GOAL ::
Render every line of the items below as a JSON list of strings, one string per line, with blank lines omitted.

-- begin DATASET CONTENT --

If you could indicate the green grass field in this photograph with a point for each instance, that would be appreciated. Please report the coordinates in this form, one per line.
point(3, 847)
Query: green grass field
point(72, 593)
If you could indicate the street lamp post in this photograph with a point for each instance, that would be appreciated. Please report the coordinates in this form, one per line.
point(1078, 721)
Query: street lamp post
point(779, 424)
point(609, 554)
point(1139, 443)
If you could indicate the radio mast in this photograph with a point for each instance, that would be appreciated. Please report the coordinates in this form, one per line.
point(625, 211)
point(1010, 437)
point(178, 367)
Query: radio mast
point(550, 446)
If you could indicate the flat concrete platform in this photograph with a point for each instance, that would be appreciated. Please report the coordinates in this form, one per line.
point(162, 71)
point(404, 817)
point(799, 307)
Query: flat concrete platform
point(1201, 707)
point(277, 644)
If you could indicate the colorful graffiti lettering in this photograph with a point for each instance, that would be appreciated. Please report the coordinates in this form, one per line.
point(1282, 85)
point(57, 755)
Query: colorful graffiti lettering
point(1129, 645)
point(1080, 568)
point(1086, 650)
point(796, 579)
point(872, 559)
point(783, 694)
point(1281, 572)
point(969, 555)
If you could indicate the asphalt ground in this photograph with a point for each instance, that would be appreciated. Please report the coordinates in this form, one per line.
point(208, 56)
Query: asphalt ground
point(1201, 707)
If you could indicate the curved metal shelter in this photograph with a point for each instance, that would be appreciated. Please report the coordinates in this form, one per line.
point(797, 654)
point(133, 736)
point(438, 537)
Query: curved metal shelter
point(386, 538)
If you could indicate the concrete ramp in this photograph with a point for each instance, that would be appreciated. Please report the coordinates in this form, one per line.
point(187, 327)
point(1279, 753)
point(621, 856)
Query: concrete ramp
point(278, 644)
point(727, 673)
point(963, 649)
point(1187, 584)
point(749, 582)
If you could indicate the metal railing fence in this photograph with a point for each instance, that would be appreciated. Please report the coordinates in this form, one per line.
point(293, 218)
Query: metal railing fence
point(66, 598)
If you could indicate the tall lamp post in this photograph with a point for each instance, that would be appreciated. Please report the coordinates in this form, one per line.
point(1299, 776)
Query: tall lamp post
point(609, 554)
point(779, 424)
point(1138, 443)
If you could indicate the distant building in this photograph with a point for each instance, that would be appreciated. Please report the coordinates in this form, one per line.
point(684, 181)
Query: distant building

-- end DATASET CONTENT --

OUTPUT OF THE TASK ::
[
  "If you could indicate the green grass field in this photograph with a point for each instance, that would be appreciated. Please report the coordinates in this form, one per line.",
  "point(3, 847)",
  "Query: green grass field",
  "point(72, 593)",
  "If you could indicate the street lamp post in this photograph with a point for each instance, that would be appreciated. Please report the coordinates in this form, one per line.",
  "point(1078, 721)",
  "Query: street lamp post",
  "point(779, 424)",
  "point(609, 554)",
  "point(1139, 443)",
  "If you could indicate the radio mast in this photograph with a point for each instance, that would be appreciated. Please report the coordinates in this form, one per line.",
  "point(625, 211)",
  "point(1010, 437)",
  "point(178, 367)",
  "Query: radio mast",
  "point(550, 446)",
  "If you could indicate the flat concrete platform in this photograph with a point for each instance, that would be appreciated. Please report the coordinates in this form, one per line.",
  "point(162, 71)",
  "point(404, 817)",
  "point(799, 307)",
  "Query: flat concrete platform",
  "point(1201, 707)",
  "point(277, 644)",
  "If you could indicate the colorful graffiti lettering in this photograph with a point for each instance, that would be appreciated. Please report the coordinates in this form, one per line.",
  "point(1282, 85)",
  "point(57, 755)",
  "Query: colorful graffiti lettering",
  "point(1129, 645)",
  "point(1080, 568)",
  "point(1086, 650)",
  "point(796, 579)",
  "point(872, 559)",
  "point(783, 694)",
  "point(1281, 572)",
  "point(969, 555)",
  "If you could indicate the asphalt ground in this photograph with a point for each instance, that would be appreciated. Please report the coordinates in this form, one per line.",
  "point(208, 56)",
  "Query: asphalt ground",
  "point(1201, 707)",
  "If you could indicate the curved metal shelter in this photograph with a point for each instance, that would be appreciated. Please report the coordinates in this form, one per line.",
  "point(797, 654)",
  "point(133, 736)",
  "point(438, 537)",
  "Query: curved metal shelter",
  "point(386, 538)",
  "If you could indicate the concrete ramp in this photograph with a point for each instance, that would be appreciated. Please report the coordinates in this form, one per line.",
  "point(187, 327)",
  "point(1279, 753)",
  "point(621, 856)",
  "Query: concrete ramp",
  "point(278, 644)",
  "point(727, 673)",
  "point(963, 649)",
  "point(1187, 584)",
  "point(749, 582)",
  "If you could indicate the metal railing fence in this photograph with a point for each instance, that would be appreciated. Please report the coordinates in this form, one per line.",
  "point(293, 218)",
  "Query: metal railing fence",
  "point(66, 598)",
  "If you could indicate the tall lamp post in this photograph with a point for each instance, that would be appreciated. Please report the coordinates in this form, one per line.",
  "point(1299, 776)",
  "Query: tall lamp post",
  "point(609, 554)",
  "point(779, 424)",
  "point(1138, 443)",
  "If you could indicate the distant building in this photograph with a point for each instance, that would be appreciated. Please report the coordinates in this form, one per line.",
  "point(684, 181)",
  "Query: distant building"
]